● TEXT EXTRACT
[BEGIN]

So what can I do, to control the fan speed? Or is this for the moment impossible with my board? On which AM3-boards is it possible?

thanks

malteLast edited by maltinator on Wed Jun 30, 2010 10:46 pm; edited 1 time in total

----------

## BitJam

 *maltinator wrote:*   

> My problem is, that there are no pwm related files in /sys/class/hwmon/...
> 
> instead of it87 im using the asus_atk0110 module, and it works fine
> 
> So what can I do, to control the fan speed? Or is this for the moment impossible with my board? On which AM3-boards is it possible?

 

Obviously the asus_atk0110 module is not working fine.

I have an ASUS M4A78 PLUS (which has AM3 support) and pwm fan control works (on two out of three fans).   I use the it87 module.  A quick Google showed that the asus_atk0110 module does not support pwm.  I had to use the "acpi_enforce_resources=lax" kernel boot parameter to get it (it87 pwm) to work.  I'm currently using gentoo-sources-2.6.32-r3.

[END]

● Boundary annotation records
[BEGIN]

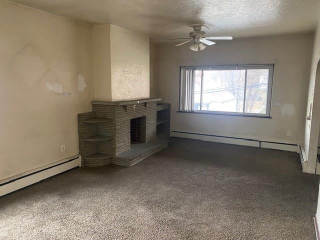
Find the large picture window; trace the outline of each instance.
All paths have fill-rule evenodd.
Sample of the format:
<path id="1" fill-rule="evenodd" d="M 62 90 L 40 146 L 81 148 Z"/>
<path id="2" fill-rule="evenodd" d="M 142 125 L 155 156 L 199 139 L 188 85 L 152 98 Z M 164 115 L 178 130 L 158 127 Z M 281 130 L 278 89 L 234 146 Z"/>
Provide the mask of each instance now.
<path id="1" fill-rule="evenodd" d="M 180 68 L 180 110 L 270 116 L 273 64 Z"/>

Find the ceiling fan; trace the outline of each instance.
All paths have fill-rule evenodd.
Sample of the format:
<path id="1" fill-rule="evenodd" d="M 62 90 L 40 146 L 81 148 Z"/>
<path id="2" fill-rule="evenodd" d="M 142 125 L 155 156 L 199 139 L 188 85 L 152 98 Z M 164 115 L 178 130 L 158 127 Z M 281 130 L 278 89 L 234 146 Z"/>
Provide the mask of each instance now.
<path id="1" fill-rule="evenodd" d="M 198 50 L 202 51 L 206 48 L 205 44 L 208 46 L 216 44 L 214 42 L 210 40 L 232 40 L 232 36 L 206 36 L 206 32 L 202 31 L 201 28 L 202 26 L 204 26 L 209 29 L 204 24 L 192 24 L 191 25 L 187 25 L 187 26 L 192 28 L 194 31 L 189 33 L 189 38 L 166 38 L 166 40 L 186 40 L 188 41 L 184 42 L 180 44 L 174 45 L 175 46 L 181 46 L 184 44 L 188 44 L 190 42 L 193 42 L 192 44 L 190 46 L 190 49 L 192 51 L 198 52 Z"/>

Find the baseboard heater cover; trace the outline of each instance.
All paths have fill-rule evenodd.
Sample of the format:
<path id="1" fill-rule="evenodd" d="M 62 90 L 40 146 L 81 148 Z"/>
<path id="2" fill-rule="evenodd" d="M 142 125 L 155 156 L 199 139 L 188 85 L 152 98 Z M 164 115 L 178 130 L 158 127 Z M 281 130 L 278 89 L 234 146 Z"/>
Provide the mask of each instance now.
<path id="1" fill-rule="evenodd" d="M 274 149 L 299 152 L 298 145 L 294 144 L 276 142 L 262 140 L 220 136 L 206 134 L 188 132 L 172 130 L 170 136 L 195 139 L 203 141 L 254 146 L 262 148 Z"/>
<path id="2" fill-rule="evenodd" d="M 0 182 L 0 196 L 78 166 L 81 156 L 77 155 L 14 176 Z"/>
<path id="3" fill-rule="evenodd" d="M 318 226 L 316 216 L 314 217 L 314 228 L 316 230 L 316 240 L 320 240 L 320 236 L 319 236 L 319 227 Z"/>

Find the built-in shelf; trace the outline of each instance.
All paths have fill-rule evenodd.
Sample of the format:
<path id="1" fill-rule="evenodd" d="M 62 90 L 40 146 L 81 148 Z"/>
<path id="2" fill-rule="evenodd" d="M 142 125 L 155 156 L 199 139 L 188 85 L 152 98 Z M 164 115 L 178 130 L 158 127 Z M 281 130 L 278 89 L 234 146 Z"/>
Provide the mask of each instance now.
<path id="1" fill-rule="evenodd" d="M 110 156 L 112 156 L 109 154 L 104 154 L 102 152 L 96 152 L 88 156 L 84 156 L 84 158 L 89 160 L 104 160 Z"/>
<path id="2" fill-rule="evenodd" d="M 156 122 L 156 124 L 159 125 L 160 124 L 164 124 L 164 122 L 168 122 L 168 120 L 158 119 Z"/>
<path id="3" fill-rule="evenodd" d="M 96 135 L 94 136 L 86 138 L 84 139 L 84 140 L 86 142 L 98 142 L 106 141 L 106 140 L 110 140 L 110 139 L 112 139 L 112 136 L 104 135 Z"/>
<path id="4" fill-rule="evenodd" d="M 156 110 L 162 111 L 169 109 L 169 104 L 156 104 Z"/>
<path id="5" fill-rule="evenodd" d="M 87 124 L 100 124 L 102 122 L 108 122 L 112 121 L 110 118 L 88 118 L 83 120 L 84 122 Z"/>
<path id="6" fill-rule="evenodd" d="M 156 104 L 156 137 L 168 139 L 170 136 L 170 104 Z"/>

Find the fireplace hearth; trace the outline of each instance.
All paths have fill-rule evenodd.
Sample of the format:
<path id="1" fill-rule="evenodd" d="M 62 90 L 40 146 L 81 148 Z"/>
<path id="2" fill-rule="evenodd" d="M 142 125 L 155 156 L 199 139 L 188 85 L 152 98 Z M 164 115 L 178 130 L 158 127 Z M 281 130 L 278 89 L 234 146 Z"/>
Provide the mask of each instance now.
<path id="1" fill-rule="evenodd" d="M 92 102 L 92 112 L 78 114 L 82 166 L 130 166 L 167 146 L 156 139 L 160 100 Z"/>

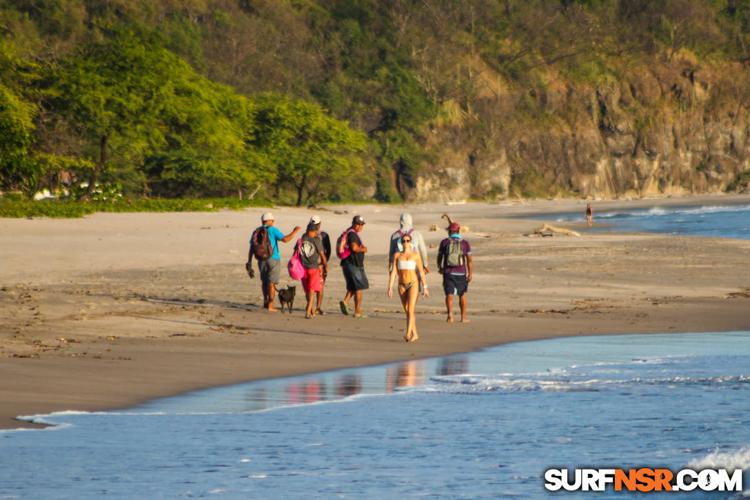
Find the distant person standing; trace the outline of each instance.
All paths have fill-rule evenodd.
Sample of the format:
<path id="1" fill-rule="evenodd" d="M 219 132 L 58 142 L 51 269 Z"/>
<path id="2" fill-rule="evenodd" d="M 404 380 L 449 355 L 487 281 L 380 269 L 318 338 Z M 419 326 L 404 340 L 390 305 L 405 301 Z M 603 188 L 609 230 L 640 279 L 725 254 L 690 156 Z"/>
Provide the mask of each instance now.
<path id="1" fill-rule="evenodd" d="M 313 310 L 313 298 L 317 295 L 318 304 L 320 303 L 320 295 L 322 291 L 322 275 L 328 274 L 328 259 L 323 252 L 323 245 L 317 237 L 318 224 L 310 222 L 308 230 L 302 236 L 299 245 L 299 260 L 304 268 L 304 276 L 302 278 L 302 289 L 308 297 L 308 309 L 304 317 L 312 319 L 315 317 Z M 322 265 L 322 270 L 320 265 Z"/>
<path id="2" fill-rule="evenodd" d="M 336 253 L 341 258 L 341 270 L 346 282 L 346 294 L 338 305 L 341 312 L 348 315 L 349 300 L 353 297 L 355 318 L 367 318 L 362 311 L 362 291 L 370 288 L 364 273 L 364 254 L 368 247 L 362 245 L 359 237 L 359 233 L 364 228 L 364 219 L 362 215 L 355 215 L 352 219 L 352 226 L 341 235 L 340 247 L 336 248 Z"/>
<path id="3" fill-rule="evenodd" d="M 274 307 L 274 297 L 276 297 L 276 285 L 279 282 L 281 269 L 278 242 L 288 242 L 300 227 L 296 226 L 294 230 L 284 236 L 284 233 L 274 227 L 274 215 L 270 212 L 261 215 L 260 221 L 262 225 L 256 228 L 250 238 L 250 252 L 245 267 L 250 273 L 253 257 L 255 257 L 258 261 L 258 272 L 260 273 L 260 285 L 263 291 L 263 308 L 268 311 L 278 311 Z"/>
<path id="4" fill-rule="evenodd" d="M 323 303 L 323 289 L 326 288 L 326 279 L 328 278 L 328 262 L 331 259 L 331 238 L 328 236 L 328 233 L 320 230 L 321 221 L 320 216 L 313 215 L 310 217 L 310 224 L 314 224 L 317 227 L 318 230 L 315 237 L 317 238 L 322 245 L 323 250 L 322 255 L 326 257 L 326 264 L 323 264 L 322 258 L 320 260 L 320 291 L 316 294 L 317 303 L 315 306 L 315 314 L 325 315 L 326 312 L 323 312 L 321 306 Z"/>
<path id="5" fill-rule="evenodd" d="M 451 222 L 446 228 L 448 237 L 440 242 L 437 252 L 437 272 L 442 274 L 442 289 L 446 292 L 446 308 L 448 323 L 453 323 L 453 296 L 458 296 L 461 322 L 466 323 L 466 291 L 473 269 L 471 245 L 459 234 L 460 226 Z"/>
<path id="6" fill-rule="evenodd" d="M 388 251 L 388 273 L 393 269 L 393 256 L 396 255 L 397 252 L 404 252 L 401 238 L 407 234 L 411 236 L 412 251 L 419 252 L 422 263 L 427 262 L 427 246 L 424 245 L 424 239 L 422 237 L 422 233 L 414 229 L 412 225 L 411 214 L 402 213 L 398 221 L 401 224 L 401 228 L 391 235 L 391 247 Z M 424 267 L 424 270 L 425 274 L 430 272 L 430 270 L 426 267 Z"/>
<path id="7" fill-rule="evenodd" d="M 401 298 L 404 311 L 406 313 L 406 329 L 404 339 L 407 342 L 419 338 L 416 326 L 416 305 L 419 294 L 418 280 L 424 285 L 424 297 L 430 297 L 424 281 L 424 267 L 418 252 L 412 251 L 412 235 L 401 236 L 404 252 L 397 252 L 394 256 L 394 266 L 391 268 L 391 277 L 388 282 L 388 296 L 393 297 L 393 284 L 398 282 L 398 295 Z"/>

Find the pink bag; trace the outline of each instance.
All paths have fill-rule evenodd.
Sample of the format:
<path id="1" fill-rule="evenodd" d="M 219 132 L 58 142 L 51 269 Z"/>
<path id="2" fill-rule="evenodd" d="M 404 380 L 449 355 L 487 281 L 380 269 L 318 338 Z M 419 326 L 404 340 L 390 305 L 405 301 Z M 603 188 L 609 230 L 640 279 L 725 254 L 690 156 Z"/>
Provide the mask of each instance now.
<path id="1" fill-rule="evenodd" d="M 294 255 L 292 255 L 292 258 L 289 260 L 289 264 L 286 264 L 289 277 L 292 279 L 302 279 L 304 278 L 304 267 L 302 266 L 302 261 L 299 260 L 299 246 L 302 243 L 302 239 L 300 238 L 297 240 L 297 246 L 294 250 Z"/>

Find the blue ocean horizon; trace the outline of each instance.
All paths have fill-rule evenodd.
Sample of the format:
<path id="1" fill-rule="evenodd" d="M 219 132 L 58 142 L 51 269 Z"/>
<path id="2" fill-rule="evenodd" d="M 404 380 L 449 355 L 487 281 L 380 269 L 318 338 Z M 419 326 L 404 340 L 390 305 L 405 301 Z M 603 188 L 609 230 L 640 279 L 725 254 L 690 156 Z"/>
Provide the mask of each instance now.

[END]

● AIM OF THE TASK
Please list every distinct question maltinator asks in the forum thread above the rows, counting a question only once even if it also appears in a quote.

● THE RESPONSE
- So what can I do, to control the fan speed?
- Or is this for the moment impossible with my board?
- On which AM3-boards is it possible?